SOURCE MATERIAL ▸
────────────────────

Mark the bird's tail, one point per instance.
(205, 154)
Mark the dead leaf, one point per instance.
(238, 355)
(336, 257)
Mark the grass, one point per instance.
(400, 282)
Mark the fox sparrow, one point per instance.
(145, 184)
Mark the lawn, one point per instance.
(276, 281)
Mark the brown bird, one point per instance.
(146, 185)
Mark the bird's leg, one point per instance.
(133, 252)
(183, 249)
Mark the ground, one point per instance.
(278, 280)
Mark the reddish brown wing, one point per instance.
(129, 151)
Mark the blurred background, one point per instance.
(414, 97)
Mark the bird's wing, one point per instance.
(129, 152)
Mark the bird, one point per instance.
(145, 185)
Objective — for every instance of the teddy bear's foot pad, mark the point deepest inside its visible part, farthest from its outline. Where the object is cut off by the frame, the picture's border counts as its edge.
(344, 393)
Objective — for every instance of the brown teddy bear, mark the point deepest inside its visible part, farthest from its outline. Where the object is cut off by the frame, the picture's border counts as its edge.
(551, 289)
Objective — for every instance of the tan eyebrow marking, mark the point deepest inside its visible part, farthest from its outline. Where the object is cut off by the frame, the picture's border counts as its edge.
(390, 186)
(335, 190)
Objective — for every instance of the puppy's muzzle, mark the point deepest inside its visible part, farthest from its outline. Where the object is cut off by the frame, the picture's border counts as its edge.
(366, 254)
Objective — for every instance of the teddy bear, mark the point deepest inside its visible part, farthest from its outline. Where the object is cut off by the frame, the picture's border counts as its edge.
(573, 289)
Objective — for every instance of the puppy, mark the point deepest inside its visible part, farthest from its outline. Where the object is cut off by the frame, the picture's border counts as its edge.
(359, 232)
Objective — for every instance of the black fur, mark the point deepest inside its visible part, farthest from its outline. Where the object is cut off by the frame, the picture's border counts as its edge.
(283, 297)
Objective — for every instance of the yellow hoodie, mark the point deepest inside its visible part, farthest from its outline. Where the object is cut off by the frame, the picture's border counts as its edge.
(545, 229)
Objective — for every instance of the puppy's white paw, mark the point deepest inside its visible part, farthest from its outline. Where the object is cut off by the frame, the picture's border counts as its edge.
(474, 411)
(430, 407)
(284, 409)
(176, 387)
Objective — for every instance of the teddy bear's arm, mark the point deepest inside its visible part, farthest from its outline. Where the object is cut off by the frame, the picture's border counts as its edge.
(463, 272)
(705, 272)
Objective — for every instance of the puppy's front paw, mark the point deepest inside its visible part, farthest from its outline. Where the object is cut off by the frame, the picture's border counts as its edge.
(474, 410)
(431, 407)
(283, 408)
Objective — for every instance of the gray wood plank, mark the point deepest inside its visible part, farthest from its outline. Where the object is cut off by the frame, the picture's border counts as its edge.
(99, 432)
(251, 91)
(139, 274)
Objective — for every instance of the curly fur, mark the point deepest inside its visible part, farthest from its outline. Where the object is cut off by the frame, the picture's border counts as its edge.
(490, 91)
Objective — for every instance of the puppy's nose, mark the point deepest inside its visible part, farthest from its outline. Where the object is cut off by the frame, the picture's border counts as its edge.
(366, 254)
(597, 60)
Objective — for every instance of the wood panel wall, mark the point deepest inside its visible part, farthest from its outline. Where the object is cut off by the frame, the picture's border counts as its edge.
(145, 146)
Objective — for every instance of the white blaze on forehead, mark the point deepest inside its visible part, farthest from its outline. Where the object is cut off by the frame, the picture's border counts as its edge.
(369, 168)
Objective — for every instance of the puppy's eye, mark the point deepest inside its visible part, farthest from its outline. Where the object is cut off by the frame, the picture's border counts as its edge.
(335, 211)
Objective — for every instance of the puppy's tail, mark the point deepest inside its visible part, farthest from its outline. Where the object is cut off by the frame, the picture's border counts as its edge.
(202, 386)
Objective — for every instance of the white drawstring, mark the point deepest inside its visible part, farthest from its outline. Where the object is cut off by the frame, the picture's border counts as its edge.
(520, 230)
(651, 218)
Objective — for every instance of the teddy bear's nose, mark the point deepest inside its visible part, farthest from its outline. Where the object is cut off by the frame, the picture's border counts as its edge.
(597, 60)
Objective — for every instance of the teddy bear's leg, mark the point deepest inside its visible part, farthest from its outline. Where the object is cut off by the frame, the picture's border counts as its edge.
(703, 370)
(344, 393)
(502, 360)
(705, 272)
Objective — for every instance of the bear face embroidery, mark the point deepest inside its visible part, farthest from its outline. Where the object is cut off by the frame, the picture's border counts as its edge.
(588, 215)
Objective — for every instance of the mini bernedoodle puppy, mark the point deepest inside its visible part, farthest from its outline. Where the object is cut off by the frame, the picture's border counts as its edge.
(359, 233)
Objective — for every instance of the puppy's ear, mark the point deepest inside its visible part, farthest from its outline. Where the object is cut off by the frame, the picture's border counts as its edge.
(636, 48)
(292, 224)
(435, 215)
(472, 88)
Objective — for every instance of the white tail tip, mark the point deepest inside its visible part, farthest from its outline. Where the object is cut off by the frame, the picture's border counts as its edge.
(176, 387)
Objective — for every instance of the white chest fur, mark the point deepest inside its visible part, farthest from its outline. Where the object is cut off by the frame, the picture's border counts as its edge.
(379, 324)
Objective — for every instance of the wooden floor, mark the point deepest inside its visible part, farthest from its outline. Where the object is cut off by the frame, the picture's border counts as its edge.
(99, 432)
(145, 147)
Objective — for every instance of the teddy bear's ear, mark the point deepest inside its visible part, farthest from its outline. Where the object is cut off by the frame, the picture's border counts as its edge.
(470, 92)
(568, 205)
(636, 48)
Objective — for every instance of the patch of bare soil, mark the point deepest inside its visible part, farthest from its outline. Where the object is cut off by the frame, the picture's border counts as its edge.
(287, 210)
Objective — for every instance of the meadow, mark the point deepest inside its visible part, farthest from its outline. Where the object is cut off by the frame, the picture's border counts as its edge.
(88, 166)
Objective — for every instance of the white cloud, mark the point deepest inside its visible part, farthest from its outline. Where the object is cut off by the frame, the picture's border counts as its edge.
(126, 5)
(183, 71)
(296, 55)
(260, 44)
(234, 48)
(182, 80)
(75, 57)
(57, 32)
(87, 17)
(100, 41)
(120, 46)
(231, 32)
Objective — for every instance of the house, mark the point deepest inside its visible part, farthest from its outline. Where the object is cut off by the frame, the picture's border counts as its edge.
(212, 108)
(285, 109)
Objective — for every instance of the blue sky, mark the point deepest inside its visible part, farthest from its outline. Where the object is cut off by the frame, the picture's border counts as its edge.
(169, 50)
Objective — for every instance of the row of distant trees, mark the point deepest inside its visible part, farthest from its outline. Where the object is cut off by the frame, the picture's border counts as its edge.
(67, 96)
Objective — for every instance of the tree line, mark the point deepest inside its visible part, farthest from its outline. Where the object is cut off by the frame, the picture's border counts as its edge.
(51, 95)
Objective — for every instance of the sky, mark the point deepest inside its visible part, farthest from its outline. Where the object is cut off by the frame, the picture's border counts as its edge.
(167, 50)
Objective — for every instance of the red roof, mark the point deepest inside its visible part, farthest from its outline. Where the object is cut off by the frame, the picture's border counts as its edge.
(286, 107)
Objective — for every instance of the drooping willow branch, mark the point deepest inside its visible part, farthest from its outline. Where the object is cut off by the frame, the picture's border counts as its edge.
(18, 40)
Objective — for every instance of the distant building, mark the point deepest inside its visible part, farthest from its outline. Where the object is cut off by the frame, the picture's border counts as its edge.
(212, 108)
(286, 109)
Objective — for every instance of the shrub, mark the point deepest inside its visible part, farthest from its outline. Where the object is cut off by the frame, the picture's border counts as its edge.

────────────────────

THE PROBLEM ▸
Give back the data exactly, with no line dropped.

ANSWER SPACE ▸
Mark the bird's tail, one point per instance.
(205, 154)
Mark the dead leaf, one point per instance.
(238, 355)
(336, 257)
Mark the grass, one point per instance.
(400, 282)
Mark the fox sparrow, one point per instance.
(145, 184)
Mark the lawn, one point per instance.
(276, 281)
Mark the brown bird, one point per instance.
(146, 185)
Mark the bird's leg, one point per instance.
(133, 252)
(183, 249)
Mark the ground, one point per instance.
(278, 280)
Mark the reddish brown wing, one point per instance.
(129, 151)
Mark the blurred background, one point per instance.
(414, 97)
Mark the bird's wing, one point per instance.
(129, 152)
Mark the bird, one point per instance.
(145, 185)
Objective — for every instance of the teddy bear's foot pad, mark the point deepest inside its visible part, farthest from its outline. Where the object is cut off by the frame, the picture's border counts as its edge.
(344, 393)
Objective — for every instance of the brown teddy bear, mark the point deepest inside its visible part, farthest from its outline. Where the object is cut off by the frame, the picture's border counts as its edge.
(551, 289)
Objective — for every instance of the tan eyebrow marking, mark the point deepest inside its visible part, farthest from its outline. Where the object is cut off by the frame, the picture's border counts as its edge.
(390, 186)
(335, 190)
Objective — for every instance of the puppy's muzzle, mark the point deepest inside its visible part, farthest from its outline. Where the object is cut off by the frame, the picture's border counts as its edge.
(366, 254)
Objective — for every instance of the teddy bear, mark the point deepest inside its visible part, farthest from its outline. Where the object is cut off by the frame, the picture's border counts as its edge.
(573, 289)
Objective — for every instance of the puppy, mark the point deepest inside its visible part, farthest from its outline. Where the object is cut off by the frame, the picture's border counts as its edge.
(359, 232)
Objective — for every instance of the black fur, mark the point deepest inside its visible part, farthest from its outline. Where the object is cut off by the frame, the picture's border counts as its edge.
(283, 297)
Objective — for every instance of the yellow hoodie, mark the point deepest inside its visible part, farthest from its outline. Where the object is cut off by the frame, the picture's border counts as its edge.
(545, 229)
Objective — for every instance of the puppy's white paw, mark the point deepest inside its visible part, farthest from its outline. Where the object is cut off by the frame, the picture's border counts as its edge.
(474, 411)
(430, 407)
(284, 409)
(176, 387)
Objective — for every instance of the teddy bear's arm, mark the point deepest inside its visible part, farthest from its outline. Where the object is cut off by the frame, the picture's border counts as its edge.
(463, 272)
(705, 272)
Objective — for every instance of the puppy's front paw, mark the point deepest inside its visible part, farthest from its outline. Where the object is cut off by the frame, the picture's border counts as its edge.
(474, 410)
(431, 407)
(283, 408)
Objective — for every instance of the gray wood plank, mark the point deepest inside its visible part, farthest from its outline. Where the object is cut off by the frame, the picture's border counts as its edge.
(99, 432)
(251, 91)
(139, 274)
Objective — for every instance of the curly fur, mark the point deepest inside its visible part, farthest from its outline. Where the object is cut off by the frame, the picture's border counts as its edge.
(490, 91)
Objective — for every instance of the puppy's nose, mark the point deepest inside its visible part, farthest from its outline. Where the object is cut off by the frame, the picture's border counts as its edge.
(366, 254)
(597, 60)
Objective — for every instance of the wood panel wall, mark the point deepest inside its visible part, farthest from its outline. Where the object is cut off by the frame, the picture's border counts as its edge.
(145, 146)
Objective — for every instance of the white blaze on forehead, mark the point deepest inside its visible part, farthest from its outline. Where the object is cut off by the frame, the picture's border counts as its edge.
(369, 168)
Objective — for every instance of the puppy's eye, mark the point deepest inside its visible part, farthest from its outline. Where the object is cut off by the frame, the picture's border counts as its edge.
(335, 211)
Objective — for every instance of the puppy's tail, mark the point deepest inside its visible part, farthest from its outline. Where the object is cut off by the frame, the picture's border counts as its edge.
(202, 386)
Objective — for every instance of the white drawstring, mark the point deepest inside its visible part, farthest from its outline. Where the object is cut off by the frame, the picture's border counts as its edge.
(520, 230)
(651, 218)
Objective — for every instance of the teddy bear's nose, mark the point deepest inside its visible part, farthest from its outline. Where the object is cut off by the frame, the picture's border counts as its edge.
(597, 60)
Objective — for every instance of the teddy bear's leg, mark the point deepest inside its visible part, farthest from its outline. Where the object is cut off by the frame, the picture's border counts as its edge.
(703, 370)
(344, 393)
(502, 360)
(705, 272)
Objective — for every instance of the bear face embroidery, mark the point deepest inside its visible part, farthest from its outline. Where the object is cut off by the frame, the picture's border counts as its edge.
(588, 215)
Objective — for every instance of the mini bernedoodle puppy, mark the point deepest inside its visible part, farthest from its outline. Where the object is cut off by the frame, the picture's border counts as its edge.
(359, 233)
Objective — for every instance of the puppy's ear, mark the point deepest inside its visible part, farthest from its outline. Where the object is cut off by the frame, the picture's border counts as its edge.
(636, 48)
(292, 224)
(435, 215)
(472, 88)
Objective — for every instance of the white tail tip, mark the point deepest inside its visible part, farthest from its outline. Where the object is cut off by the frame, the picture's border counts as its edge.
(176, 387)
Objective — for every instance of the white chest fur, mark the point deepest inside its visible part, farthest from its outline. Where the object is cut off by the frame, the picture's border counts as its edge.
(379, 324)
Objective — for every instance of the wooden floor, mark the point deepest inside its visible part, farthest from its outline. Where the object is cut off by the frame, the picture's border counts as its edge.
(99, 432)
(145, 147)
Objective — for every instance of the teddy bear's ear, mark the point deepest inside its visible part, farthest from its outline. Where the object is cut off by the frame, the picture's border counts as its edge.
(470, 92)
(568, 205)
(636, 48)
Objective — for every instance of the patch of bare soil, mark the point deepest inside its visible part, farthest from its outline. Where the object is cut off by the frame, the picture's border counts as its edge.
(287, 210)
Objective — for every instance of the meadow, mark the point deepest inside its visible part, farthest from its outline. Where the object is cut off by the frame, the picture's border counts as its edge.
(88, 166)
Objective — for every instance of the white cloud, mark the point deepest inside its visible part, farthest from its outline. Where the object is cut off by the frame, the picture's border counts as its edge.
(126, 5)
(183, 71)
(296, 55)
(260, 44)
(234, 48)
(182, 80)
(75, 57)
(57, 32)
(87, 17)
(100, 41)
(120, 46)
(231, 32)
Objective — for every instance of the house, mark the point deepest inside its visible part, farthest from its outline. Where the object is cut off by the frame, the picture's border counts as its edge.
(212, 108)
(285, 109)
Objective — for every instance of the blue sky, mark the point deepest inside its visible part, farthest from its outline. Where the object is cut off by the frame, the picture's border counts as its edge.
(169, 50)
Objective — for every instance of the row of distant trees, mark the point deepest inside its visible part, farthest from its outline. Where the object is cut off by the frame, the picture's border counts as its edge.
(67, 96)
Objective — for every instance of the tree line, mark the point deepest inside its visible part, farthest from its outline. Where the object is cut off by the frame, the picture's border counts as its edge.
(51, 95)
Objective — for every instance of the sky, mark the point deepest inside its visible part, farthest from its outline. Where the object is cut off by the frame, the picture's border counts as its edge.
(167, 50)
Objective — for every instance of the red roof, mark the point deepest inside its visible part, farthest from its outline. Where the object is cut off by the frame, the picture's border counts as its edge.
(286, 107)
Objective — for every instance of the drooping willow branch, mark the point deepest inside its visible part, farthest from its outline. Where the object is cut off by the frame, the picture's border counts as its edge.
(18, 40)
Objective — for every instance of the distant building, mark the point deepest inside its visible part, farthest from its outline. Where the object is cut off by the frame, the picture's border counts as its edge.
(212, 108)
(286, 109)
Objective — for every instance of the shrub, mark the point deepest inside its visible part, farthest from its outline. Where the object is cut off by the frame, the picture's border counts as its edge.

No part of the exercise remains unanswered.